## START Input

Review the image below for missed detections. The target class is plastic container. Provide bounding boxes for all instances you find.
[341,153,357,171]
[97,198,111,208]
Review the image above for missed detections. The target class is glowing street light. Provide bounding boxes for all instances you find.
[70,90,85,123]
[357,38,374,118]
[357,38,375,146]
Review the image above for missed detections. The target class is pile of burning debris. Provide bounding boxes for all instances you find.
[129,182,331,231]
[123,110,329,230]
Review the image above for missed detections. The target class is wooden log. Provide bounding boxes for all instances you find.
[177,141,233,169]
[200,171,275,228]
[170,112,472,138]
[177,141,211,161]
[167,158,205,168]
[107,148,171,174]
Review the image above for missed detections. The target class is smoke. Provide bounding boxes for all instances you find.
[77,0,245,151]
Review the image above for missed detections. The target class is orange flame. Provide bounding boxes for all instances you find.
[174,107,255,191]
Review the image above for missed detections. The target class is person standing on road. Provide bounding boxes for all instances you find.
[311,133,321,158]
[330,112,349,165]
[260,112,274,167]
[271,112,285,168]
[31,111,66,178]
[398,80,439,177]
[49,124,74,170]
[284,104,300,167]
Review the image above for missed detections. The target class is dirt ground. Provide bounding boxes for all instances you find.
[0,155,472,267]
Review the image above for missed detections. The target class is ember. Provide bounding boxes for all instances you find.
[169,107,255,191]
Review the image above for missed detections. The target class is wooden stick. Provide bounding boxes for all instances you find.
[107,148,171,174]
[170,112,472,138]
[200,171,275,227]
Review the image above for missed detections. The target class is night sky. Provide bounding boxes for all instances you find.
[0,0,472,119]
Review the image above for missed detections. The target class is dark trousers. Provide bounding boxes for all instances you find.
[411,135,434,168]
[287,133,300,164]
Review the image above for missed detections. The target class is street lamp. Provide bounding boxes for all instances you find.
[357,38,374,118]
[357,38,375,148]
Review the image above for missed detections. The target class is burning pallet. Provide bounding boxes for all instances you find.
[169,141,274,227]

## END Input

- **Exercise brief**
Reproduce the entire listing above verbatim, line for line, without altering any wording or figures.

- **Task result**
Review the image below for missed detections. The target class is plastic container. Provide bounding boxes for all instances you find.
[341,153,357,171]
[97,198,111,208]
Review the image above for missed detections. The target class is glowing street light. Provide bounding boxes for all instances you find.
[70,90,85,123]
[357,38,374,118]
[357,38,375,146]
Review the image above for missed detections. The target class is pile of burning debris. Provide bounding boxes for all instances you find.
[129,182,331,231]
[123,110,329,230]
Review the image above for missed detections. The target class is wooden log. Provide bounding boxes for all instances you find.
[177,141,233,169]
[200,171,275,228]
[170,112,472,138]
[177,141,211,161]
[167,158,205,168]
[107,148,171,174]
Review the image above for missed detections. The target class is smoke. Provide bounding boxes for all instances you find.
[77,0,245,151]
Review the image above for missed detections. The target class is orange flame. Provide bounding boxes for all instances you find.
[174,107,255,191]
Review the image above for missed detections. The target class is person standing on road. Provide bounding boxes for all instances you find.
[311,133,321,158]
[330,112,349,165]
[260,112,274,167]
[271,112,285,168]
[31,111,66,178]
[398,80,439,177]
[49,124,74,170]
[284,104,300,167]
Review the image above for missed detections. The target class is dirt ground. Provide bounding boxes for all instances you find.
[0,155,472,267]
Review the image above for missed detections. The target class is ember. Provide bounding boxes for all instances you find.
[169,107,255,191]
Review the image above for missed detections. The target class is wooden stick. Provide bounding boxes for all instances you find.
[107,148,171,174]
[170,112,472,138]
[200,171,275,227]
Review the image above for missed detections. The target class is night sky. Provide bounding boxes for all instances you find.
[0,0,472,119]
Review the image above for missed detections. The target class is dark trousers. Provide bounding boxes for all instances you find.
[411,135,434,168]
[287,133,300,164]
Review the image above for missed detections. The target class is street lamp. Provide bounding boxes for all instances you find.
[357,38,374,118]
[357,38,375,148]
Review the image above for missed detections. The target class is burning pallet. Provide bounding boxes for all instances you find.
[169,141,274,227]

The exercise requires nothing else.